*Your goal*. From the line below that contains "Kindly point to the cabinet" to the line that contains "Kindly point to the front", repeat every line exactly, both ends included, and nothing else.

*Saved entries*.
'''
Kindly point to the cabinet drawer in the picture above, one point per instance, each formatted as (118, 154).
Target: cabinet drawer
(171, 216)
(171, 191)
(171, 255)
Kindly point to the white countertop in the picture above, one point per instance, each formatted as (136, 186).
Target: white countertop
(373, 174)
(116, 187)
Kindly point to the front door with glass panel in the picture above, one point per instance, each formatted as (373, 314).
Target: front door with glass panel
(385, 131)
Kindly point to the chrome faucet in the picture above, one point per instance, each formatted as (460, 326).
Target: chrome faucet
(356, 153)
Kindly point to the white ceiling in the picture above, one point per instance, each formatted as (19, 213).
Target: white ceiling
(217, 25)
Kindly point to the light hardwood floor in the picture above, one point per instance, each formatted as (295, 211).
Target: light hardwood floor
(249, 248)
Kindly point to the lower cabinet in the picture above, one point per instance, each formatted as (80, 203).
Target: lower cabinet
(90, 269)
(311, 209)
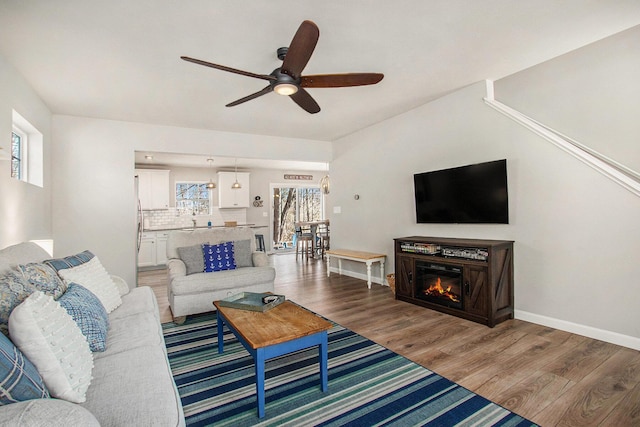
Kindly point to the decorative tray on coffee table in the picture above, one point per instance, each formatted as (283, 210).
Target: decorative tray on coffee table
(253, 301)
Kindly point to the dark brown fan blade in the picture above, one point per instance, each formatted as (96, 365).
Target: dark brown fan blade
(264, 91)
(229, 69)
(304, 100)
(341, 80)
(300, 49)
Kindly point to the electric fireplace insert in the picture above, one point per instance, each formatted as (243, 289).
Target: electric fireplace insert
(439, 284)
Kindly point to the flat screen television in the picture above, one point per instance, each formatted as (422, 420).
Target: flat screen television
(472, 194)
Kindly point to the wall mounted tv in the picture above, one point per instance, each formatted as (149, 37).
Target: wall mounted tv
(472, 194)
'''
'''
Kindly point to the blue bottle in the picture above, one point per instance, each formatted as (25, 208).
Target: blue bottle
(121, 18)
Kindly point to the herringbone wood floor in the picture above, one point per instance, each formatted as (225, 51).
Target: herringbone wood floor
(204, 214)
'''
'''
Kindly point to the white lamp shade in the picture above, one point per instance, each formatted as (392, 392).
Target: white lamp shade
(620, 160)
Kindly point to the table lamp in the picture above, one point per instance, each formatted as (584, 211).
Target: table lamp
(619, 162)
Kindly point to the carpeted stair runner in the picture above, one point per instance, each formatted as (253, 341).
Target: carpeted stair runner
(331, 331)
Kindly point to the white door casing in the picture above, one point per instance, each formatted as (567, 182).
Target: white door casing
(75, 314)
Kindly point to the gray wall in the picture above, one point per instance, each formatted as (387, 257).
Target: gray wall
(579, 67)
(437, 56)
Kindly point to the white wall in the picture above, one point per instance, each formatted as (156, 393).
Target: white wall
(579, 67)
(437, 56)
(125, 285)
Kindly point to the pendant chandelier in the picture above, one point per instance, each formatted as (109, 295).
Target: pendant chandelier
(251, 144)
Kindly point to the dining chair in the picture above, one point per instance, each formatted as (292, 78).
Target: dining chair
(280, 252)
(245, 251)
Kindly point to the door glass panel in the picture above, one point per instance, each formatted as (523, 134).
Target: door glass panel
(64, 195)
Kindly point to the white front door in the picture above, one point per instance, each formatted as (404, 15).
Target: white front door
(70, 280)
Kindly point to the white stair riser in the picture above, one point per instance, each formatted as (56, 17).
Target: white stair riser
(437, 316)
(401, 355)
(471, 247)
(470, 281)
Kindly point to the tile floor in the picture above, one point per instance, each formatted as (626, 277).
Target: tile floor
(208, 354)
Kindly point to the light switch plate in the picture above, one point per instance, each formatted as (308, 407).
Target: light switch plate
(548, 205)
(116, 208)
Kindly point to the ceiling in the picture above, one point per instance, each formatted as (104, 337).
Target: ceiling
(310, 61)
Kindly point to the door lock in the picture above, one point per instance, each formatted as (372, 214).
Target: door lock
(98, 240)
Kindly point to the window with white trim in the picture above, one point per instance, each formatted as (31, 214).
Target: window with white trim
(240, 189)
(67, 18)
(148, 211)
'''
*Written response*.
Kindly point to the cabinet drawer in the picture above, one point per instance, each formatted as (118, 154).
Target: cabinet drawer
(171, 216)
(171, 191)
(171, 255)
Kindly point to the white countertop in the picture above, one point per instance, each formatted as (136, 186).
Target: white countertop
(373, 174)
(116, 187)
Kindly point to the front door with glass panel in the picture above, one point per instance, each formatted as (373, 314).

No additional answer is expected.